EXERCISE BRIEF: What is the number of lines below that include the string "howitzer"? Provide that number alone.

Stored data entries
# # # # #
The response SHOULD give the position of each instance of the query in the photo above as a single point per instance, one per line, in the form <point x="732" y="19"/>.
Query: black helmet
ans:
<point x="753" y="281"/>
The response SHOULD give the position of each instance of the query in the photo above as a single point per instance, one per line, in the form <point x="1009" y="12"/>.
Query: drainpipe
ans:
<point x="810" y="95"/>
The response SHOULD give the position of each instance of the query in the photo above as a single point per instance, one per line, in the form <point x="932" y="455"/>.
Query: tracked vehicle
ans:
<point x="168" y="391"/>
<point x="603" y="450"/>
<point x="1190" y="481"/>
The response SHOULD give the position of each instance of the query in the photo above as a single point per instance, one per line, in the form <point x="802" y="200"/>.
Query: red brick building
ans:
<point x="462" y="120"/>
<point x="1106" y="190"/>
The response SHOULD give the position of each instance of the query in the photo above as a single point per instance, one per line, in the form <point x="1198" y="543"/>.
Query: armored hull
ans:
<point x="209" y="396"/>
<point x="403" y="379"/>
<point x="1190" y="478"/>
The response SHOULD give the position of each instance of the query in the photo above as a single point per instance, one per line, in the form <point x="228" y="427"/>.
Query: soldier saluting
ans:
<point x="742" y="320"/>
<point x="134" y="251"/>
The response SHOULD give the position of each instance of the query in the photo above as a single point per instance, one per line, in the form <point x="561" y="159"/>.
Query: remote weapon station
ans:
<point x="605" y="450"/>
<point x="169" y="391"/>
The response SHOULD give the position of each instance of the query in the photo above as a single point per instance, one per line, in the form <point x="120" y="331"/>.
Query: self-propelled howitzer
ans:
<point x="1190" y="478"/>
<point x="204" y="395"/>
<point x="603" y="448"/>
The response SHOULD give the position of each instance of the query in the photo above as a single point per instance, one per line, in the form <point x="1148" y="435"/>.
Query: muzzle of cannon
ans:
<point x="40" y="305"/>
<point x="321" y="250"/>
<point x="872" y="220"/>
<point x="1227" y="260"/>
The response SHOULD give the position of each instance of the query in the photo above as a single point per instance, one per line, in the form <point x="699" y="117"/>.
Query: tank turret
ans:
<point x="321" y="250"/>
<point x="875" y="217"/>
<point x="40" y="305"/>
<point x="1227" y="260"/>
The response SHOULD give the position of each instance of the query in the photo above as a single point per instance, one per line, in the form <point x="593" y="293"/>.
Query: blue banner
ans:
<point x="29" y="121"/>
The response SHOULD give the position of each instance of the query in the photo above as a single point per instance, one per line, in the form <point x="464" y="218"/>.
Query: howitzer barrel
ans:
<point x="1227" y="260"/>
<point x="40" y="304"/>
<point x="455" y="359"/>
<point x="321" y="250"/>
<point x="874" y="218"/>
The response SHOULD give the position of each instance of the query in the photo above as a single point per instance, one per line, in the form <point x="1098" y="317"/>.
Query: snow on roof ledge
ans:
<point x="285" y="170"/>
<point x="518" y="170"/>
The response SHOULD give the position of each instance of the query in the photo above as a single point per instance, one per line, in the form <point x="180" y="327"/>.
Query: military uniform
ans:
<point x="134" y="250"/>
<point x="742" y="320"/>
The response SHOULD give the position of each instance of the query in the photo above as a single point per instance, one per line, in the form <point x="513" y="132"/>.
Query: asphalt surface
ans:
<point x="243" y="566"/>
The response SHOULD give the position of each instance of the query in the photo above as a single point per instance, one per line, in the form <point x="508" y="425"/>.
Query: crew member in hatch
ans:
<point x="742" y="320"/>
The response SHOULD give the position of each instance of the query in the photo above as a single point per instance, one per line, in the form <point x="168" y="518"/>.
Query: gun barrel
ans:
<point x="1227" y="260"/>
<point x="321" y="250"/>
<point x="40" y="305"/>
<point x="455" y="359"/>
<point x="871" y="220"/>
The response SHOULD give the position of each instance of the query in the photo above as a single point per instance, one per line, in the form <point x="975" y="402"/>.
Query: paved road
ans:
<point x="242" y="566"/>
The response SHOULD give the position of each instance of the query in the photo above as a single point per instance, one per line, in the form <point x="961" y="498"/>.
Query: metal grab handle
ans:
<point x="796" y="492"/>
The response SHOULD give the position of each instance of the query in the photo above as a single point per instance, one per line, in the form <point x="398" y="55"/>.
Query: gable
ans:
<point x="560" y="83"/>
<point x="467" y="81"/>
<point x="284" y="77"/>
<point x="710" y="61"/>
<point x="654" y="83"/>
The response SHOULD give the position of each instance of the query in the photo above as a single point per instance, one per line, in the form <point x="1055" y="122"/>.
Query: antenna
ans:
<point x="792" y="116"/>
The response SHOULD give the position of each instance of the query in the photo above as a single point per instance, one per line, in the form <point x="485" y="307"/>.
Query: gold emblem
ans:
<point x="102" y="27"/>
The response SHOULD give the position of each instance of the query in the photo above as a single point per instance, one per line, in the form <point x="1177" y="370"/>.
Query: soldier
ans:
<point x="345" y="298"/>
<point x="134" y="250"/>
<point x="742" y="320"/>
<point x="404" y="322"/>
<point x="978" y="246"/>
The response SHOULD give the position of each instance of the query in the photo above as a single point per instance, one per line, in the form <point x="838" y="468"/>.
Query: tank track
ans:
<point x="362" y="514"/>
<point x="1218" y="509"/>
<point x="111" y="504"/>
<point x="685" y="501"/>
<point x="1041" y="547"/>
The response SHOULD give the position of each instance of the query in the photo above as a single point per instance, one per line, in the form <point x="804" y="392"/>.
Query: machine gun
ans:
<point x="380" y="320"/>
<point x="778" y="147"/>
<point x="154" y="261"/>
# # # # #
EXPECTED ANSWER: 2